= Bloc de texte =
—————

Le parti communiste, lui, est le premier à partir en campagne pour la bataille de l'Europe. Il publie sa liste, menée par un Georges Marchais très actif et très véhément (notamment contre les journalistes en ce début d'année). Il y intègre en fanfare Emmanuel Maffre-Beaugé, dirigeant viticole chrétien de l'Hérault. Tout de même, le PC a, lui aussi, ses protestataires qui contestent les conditions du débat préparatoire au congrès.

—————

= Données répertoriées =
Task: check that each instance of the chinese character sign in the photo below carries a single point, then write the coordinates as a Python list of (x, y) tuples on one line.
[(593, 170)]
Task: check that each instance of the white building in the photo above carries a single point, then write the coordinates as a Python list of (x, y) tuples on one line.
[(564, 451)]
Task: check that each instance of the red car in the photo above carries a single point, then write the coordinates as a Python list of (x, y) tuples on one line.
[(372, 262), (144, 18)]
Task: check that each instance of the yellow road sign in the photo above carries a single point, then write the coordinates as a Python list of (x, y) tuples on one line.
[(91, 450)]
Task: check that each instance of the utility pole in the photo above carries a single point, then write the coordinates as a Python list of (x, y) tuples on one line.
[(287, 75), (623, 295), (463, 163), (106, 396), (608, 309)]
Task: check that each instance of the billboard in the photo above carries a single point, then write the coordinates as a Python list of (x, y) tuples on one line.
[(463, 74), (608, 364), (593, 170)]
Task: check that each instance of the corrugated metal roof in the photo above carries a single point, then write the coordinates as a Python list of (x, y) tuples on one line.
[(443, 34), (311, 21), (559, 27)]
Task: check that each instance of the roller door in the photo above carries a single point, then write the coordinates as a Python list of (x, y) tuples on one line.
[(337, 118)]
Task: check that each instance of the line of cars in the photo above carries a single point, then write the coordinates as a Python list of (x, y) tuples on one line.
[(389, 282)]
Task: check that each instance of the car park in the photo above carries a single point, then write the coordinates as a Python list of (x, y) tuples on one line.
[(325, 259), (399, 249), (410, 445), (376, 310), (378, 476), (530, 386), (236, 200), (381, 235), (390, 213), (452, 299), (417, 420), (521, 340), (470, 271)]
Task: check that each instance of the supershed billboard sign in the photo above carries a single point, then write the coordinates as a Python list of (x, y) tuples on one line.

—————

= Consigne =
Reprenez le texte sur le Parti communiste et poursuivez-le après sa dernière phrase. Les données n'ont aucun rapport avec le texte sur le Parti communiste.

= Résultat obtenu =
Au bord de la crise

C'est dans la majorité, une fois de plus, que se produit le plus spectaculaire. Au cours de sa conférence de presse consacrée à la politique étrangère, Valéry Giscard d'Estaing a, le 5 février, condamné sévèrement les appels à la xénophobie et à la germanophobie. Il vise évidemment les campagnes européennes de Georges Marchais et de Jacques Chirac. À l'occasion des journées parlementaires du RPR, Jacques Chirac (il est toujours provisoirement invalide) donne au Monde une interview qui critique vivement l'action européenne du gouvernement et suggère de prendre « le contre-pied des errements récents en matière économique et sociale ». Le président du RPR fait demander une session extraordinaire du Parlement sur l'emploi et la formation de deux commissions d'enquête, l'une sur l'emploi (c'est le grand sujet), l'autre sur l'information.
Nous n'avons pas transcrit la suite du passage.